[Source information]:
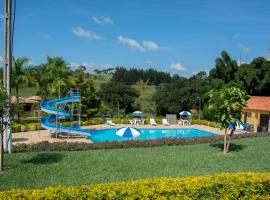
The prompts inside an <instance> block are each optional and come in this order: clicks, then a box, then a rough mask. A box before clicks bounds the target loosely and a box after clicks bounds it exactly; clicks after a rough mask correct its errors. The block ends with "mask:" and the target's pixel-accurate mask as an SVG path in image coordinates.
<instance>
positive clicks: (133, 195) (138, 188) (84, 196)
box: [0, 173, 270, 199]
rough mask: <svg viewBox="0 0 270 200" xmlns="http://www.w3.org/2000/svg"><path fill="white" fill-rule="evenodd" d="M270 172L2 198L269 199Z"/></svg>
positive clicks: (38, 189) (133, 182)
mask: <svg viewBox="0 0 270 200" xmlns="http://www.w3.org/2000/svg"><path fill="white" fill-rule="evenodd" d="M269 188H270V173H235V174H218V175H213V176H198V177H188V178H170V179H165V178H159V179H144V180H137V181H128V182H122V183H110V184H92V185H83V186H75V187H64V186H58V187H50V188H46V189H34V190H11V191H5V192H0V199H269V198H270V189H269Z"/></svg>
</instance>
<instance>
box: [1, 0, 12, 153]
mask: <svg viewBox="0 0 270 200" xmlns="http://www.w3.org/2000/svg"><path fill="white" fill-rule="evenodd" d="M4 2H5V6H4V7H5V11H4V56H3V60H4V67H3V83H4V87H5V89H6V91H7V95H8V96H9V97H10V95H11V85H10V75H11V58H12V51H11V45H12V44H11V0H5V1H4ZM9 112H10V111H9V110H8V115H7V117H5V119H4V120H5V122H7V123H8V124H10V123H11V118H10V113H9ZM11 146H12V136H11V126H8V128H6V129H5V131H4V144H3V147H4V150H5V151H8V152H9V153H11Z"/></svg>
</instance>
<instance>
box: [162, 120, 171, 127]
mask: <svg viewBox="0 0 270 200" xmlns="http://www.w3.org/2000/svg"><path fill="white" fill-rule="evenodd" d="M162 124H163V125H165V126H169V125H170V124H169V122H168V121H167V119H162Z"/></svg>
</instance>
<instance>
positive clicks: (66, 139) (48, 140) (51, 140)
mask: <svg viewBox="0 0 270 200" xmlns="http://www.w3.org/2000/svg"><path fill="white" fill-rule="evenodd" d="M123 126H127V125H123V124H122V125H116V126H109V125H104V124H100V125H91V126H84V127H82V128H84V129H94V130H99V129H108V128H120V127H123ZM134 127H137V128H138V127H139V128H194V129H200V130H203V131H208V132H211V133H216V134H219V135H223V134H224V130H220V129H218V128H213V127H209V126H204V125H191V126H178V125H170V126H164V125H157V126H150V125H143V126H134ZM12 138H13V144H15V145H16V144H19V143H26V144H31V143H38V142H42V141H48V142H51V143H53V142H63V141H67V142H85V143H91V140H89V139H87V138H85V137H83V136H70V137H68V136H67V135H66V134H61V133H60V134H59V135H58V137H57V138H56V137H55V134H54V133H51V132H49V131H48V130H39V131H29V132H18V133H13V134H12Z"/></svg>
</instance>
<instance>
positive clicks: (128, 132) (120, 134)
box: [116, 127, 141, 138]
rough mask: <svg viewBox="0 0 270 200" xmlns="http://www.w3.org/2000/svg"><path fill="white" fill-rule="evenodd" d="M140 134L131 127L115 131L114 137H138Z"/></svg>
mask: <svg viewBox="0 0 270 200" xmlns="http://www.w3.org/2000/svg"><path fill="white" fill-rule="evenodd" d="M140 134H141V131H140V130H139V129H136V128H131V127H123V128H120V129H119V130H118V131H116V135H118V136H121V137H129V138H132V137H138V136H139V135H140Z"/></svg>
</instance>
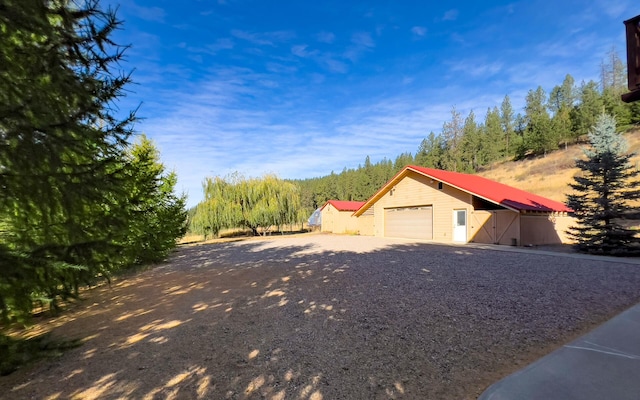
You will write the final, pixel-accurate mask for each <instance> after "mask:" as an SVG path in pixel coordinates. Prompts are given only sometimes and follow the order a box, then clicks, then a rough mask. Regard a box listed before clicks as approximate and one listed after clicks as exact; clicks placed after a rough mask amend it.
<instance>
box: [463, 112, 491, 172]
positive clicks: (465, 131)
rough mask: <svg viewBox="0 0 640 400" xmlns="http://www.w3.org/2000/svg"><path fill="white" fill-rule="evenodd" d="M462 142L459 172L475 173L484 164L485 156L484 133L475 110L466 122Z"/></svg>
mask: <svg viewBox="0 0 640 400" xmlns="http://www.w3.org/2000/svg"><path fill="white" fill-rule="evenodd" d="M460 142H461V143H460V164H459V166H458V171H460V172H475V171H476V170H477V168H478V167H479V166H480V165H482V164H484V160H485V154H484V152H483V143H482V131H481V129H480V127H479V126H478V123H477V122H476V116H475V114H474V112H473V110H471V111H470V112H469V115H468V116H467V118H465V120H464V125H463V127H462V139H461V141H460Z"/></svg>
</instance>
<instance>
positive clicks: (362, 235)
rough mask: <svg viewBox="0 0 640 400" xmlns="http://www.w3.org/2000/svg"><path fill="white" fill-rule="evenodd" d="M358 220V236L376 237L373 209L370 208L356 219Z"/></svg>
mask: <svg viewBox="0 0 640 400" xmlns="http://www.w3.org/2000/svg"><path fill="white" fill-rule="evenodd" d="M356 219H357V220H358V234H359V235H362V236H373V235H374V232H375V231H374V229H375V228H374V214H373V207H371V208H369V209H368V210H367V211H365V212H364V214H362V215H361V216H359V217H357V218H356Z"/></svg>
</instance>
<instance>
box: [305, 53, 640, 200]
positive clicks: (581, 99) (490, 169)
mask: <svg viewBox="0 0 640 400" xmlns="http://www.w3.org/2000/svg"><path fill="white" fill-rule="evenodd" d="M625 92H626V71H625V66H624V64H623V63H622V61H621V59H620V57H619V56H618V55H617V53H616V52H615V51H614V50H611V52H610V53H609V54H607V56H606V58H605V61H603V63H602V65H601V77H600V80H599V82H596V81H594V80H591V81H589V82H581V83H579V84H578V83H576V82H575V80H574V78H573V77H572V76H571V75H569V74H568V75H566V77H565V79H564V81H563V82H561V83H560V84H558V85H557V86H555V87H553V88H552V89H551V91H550V92H549V93H546V92H545V90H544V89H543V88H542V87H540V86H539V87H537V88H536V89H531V90H529V92H528V93H527V96H526V98H525V99H524V100H525V106H524V109H523V110H522V112H519V113H516V111H515V110H514V109H513V106H512V105H511V99H510V98H509V96H508V95H507V96H505V97H504V99H503V100H502V102H501V104H499V105H496V106H494V107H493V108H489V109H488V110H486V112H485V114H484V116H483V117H480V118H479V117H478V116H476V114H475V112H474V111H473V110H472V111H471V112H470V113H469V114H468V115H467V116H466V117H465V116H463V115H461V114H460V112H458V111H457V110H456V108H455V107H452V109H451V118H450V119H449V120H448V121H445V122H444V123H443V126H442V130H441V131H440V132H437V133H436V132H430V133H429V134H428V135H427V136H426V137H425V138H424V140H423V141H422V143H420V144H419V146H418V148H417V150H416V152H415V154H412V153H404V154H401V155H399V156H398V157H396V159H395V160H388V159H383V160H380V161H377V162H375V163H372V162H371V160H370V159H369V157H368V156H367V157H366V159H365V161H364V164H361V165H359V166H358V168H355V169H347V168H345V169H343V170H342V171H341V172H340V173H335V172H332V173H331V174H330V175H328V176H324V177H318V178H311V179H304V180H299V181H297V183H298V184H299V185H300V187H301V196H302V205H303V207H305V208H306V209H308V210H312V209H315V208H317V207H319V206H322V205H323V204H324V203H325V202H326V201H327V200H329V199H340V200H366V199H368V198H369V197H370V196H372V195H373V194H374V193H375V192H376V191H377V190H378V189H379V188H380V187H381V186H382V184H384V183H385V182H386V181H387V180H389V179H390V178H391V177H392V176H393V175H394V174H395V173H397V172H398V171H400V170H401V169H402V168H403V167H404V166H406V165H410V164H415V165H420V166H425V167H430V168H438V169H445V170H450V171H458V172H466V173H480V174H481V175H484V176H486V177H489V178H492V179H496V180H499V181H503V182H504V183H507V184H511V185H513V186H516V187H520V188H523V189H527V190H530V191H532V192H535V193H538V194H541V195H543V196H547V197H550V198H553V199H556V200H558V201H564V200H565V198H564V191H563V192H561V193H559V192H558V191H557V190H555V189H551V188H550V186H549V185H548V182H546V181H545V182H544V184H543V183H542V177H548V176H549V174H553V173H555V171H557V170H563V171H569V172H567V174H571V172H570V170H571V168H573V160H574V159H575V158H576V157H579V156H580V154H581V152H580V150H579V149H578V148H577V147H576V148H574V149H573V150H570V149H571V148H572V145H574V144H577V143H581V142H582V141H584V139H585V137H586V134H587V133H588V132H589V130H590V129H591V127H592V126H593V124H594V123H595V120H596V118H597V117H598V115H600V114H602V113H607V114H611V115H613V116H614V117H615V118H616V121H617V127H618V130H619V131H621V132H624V131H628V130H630V129H632V128H633V127H634V126H637V125H638V124H640V102H636V103H630V104H627V103H624V102H622V100H621V99H620V95H621V94H622V93H625ZM633 143H635V141H633V140H632V143H631V144H632V145H633ZM558 149H563V150H567V151H568V153H566V154H563V155H557V154H556V155H553V154H552V153H553V152H555V151H556V150H558ZM632 150H634V149H633V148H632ZM540 158H542V159H547V158H548V159H549V160H548V161H549V162H550V164H549V163H548V162H544V161H543V162H540V166H539V167H538V168H540V169H544V170H545V171H540V174H537V173H534V174H532V173H530V172H527V169H526V168H525V167H523V168H521V169H518V168H519V167H517V165H525V164H522V163H521V164H517V165H516V164H508V167H507V168H502V169H501V170H502V171H505V170H506V169H509V170H514V168H515V169H517V170H521V171H522V172H520V173H518V172H516V173H515V174H514V173H509V174H506V173H505V174H504V176H502V175H500V174H494V173H493V172H492V171H494V169H495V166H496V165H498V164H500V163H509V162H513V161H522V162H523V163H527V162H529V163H530V162H534V160H538V159H540ZM574 173H575V171H574ZM494 175H495V176H494ZM571 176H572V175H571ZM534 177H535V178H534ZM535 179H539V180H540V182H539V183H538V182H536V181H534V180H535ZM559 179H561V180H563V181H564V177H563V178H559ZM569 179H570V177H569V178H568V179H567V180H566V181H568V180H569ZM566 181H564V182H565V184H566Z"/></svg>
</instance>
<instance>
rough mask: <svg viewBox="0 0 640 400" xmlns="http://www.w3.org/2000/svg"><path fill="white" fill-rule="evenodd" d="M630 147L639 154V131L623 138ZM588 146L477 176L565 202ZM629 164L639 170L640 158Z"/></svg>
mask: <svg viewBox="0 0 640 400" xmlns="http://www.w3.org/2000/svg"><path fill="white" fill-rule="evenodd" d="M625 138H626V139H627V142H628V143H629V151H631V152H635V153H640V129H635V130H633V131H631V132H628V133H626V134H625ZM587 146H588V145H573V146H569V148H568V149H566V150H558V151H555V152H553V153H551V154H548V155H547V156H546V157H538V158H534V159H529V160H523V161H508V162H504V163H500V164H495V165H493V166H492V167H490V168H486V169H484V170H483V171H481V172H479V173H478V175H480V176H484V177H485V178H489V179H493V180H495V181H498V182H501V183H504V184H506V185H510V186H513V187H516V188H519V189H522V190H526V191H528V192H532V193H535V194H538V195H540V196H544V197H548V198H550V199H553V200H556V201H561V202H565V201H566V196H567V194H568V193H569V192H570V190H571V188H570V187H569V183H570V182H571V181H572V180H573V177H574V175H575V174H576V173H577V172H578V169H577V168H575V167H574V164H575V160H576V159H577V158H582V157H583V152H582V149H583V148H584V147H587ZM632 162H633V164H634V165H636V166H640V155H636V156H635V157H634V158H633V159H632Z"/></svg>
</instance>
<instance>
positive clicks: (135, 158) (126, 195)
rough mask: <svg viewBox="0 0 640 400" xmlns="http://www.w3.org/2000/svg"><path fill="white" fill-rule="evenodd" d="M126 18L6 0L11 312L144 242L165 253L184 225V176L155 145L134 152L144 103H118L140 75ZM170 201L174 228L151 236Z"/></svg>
mask: <svg viewBox="0 0 640 400" xmlns="http://www.w3.org/2000/svg"><path fill="white" fill-rule="evenodd" d="M119 26H120V22H119V21H118V20H117V17H116V15H115V12H114V11H112V10H104V9H102V8H101V7H100V6H99V4H98V1H97V0H86V1H81V0H78V1H73V0H49V1H43V0H4V1H2V2H1V3H0V35H1V37H2V40H0V317H3V319H4V320H9V319H20V318H22V317H25V316H28V315H29V314H30V312H31V310H32V307H33V303H34V301H36V302H39V303H41V304H43V305H49V306H53V307H55V305H56V301H58V300H59V299H61V298H66V297H69V296H74V295H75V294H77V292H78V288H79V286H81V285H84V284H87V283H91V282H93V281H94V280H95V279H96V278H102V277H108V276H109V274H111V273H112V272H114V271H116V270H118V269H122V268H126V267H127V266H129V265H131V264H133V263H135V262H141V261H144V260H148V259H149V257H147V256H146V255H144V254H143V252H142V249H148V248H154V249H156V250H162V252H166V248H167V246H169V247H171V246H174V245H175V236H173V235H176V234H178V232H179V231H180V230H181V229H183V228H182V226H183V225H184V214H183V213H182V214H181V213H180V212H178V211H177V209H180V208H181V207H183V204H181V203H180V201H181V199H180V198H177V197H170V196H164V195H163V194H162V193H165V194H166V193H168V192H170V191H172V190H173V188H172V187H171V190H169V186H172V185H173V184H174V183H175V179H174V178H173V180H172V178H171V175H167V174H164V173H163V171H162V170H159V169H158V168H157V165H156V164H157V159H154V158H153V156H152V154H151V155H149V154H147V155H144V154H142V153H144V151H142V150H140V151H141V152H138V153H132V151H133V150H132V149H130V148H129V142H128V141H129V138H130V135H131V133H132V126H133V125H132V124H133V122H134V121H135V113H134V112H131V113H129V114H126V115H125V116H123V117H121V116H118V115H116V113H115V112H114V104H115V103H116V102H117V100H118V98H119V97H121V96H123V95H124V90H125V87H126V86H127V85H128V84H129V83H130V82H131V79H130V75H129V74H128V73H124V72H123V71H121V70H120V61H121V60H122V57H123V52H124V50H125V49H126V48H125V47H122V46H118V45H117V44H116V43H114V42H113V41H112V39H111V35H112V33H113V31H114V30H115V29H117V28H118V27H119ZM147 150H148V151H147ZM147 150H145V151H147V153H149V151H151V150H149V149H147ZM136 151H137V150H136ZM151 153H153V152H152V151H151ZM145 158H146V161H143V159H145ZM161 192H162V193H161ZM151 194H154V196H155V197H149V196H150V195H151ZM142 199H144V200H142ZM169 205H170V206H169ZM174 206H175V207H174ZM165 211H166V213H167V215H171V218H172V220H171V222H170V223H169V224H170V225H171V226H172V227H176V228H175V229H172V230H170V233H169V235H171V236H173V237H172V238H169V239H167V238H166V237H163V238H160V240H158V239H159V238H154V237H151V236H150V235H145V234H143V231H145V230H146V229H147V228H145V226H144V222H145V218H146V219H147V222H148V220H149V218H150V217H149V215H151V214H153V215H158V216H159V212H165ZM142 215H145V216H144V218H143V217H141V216H142ZM181 219H182V220H181ZM150 229H156V226H153V227H151V228H150ZM159 247H160V249H159ZM162 252H161V254H162Z"/></svg>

[What to produce]: Count the lines in the data above that contain the string "positive", with case counting. Reply with the number alone.

[Exercise output]: 8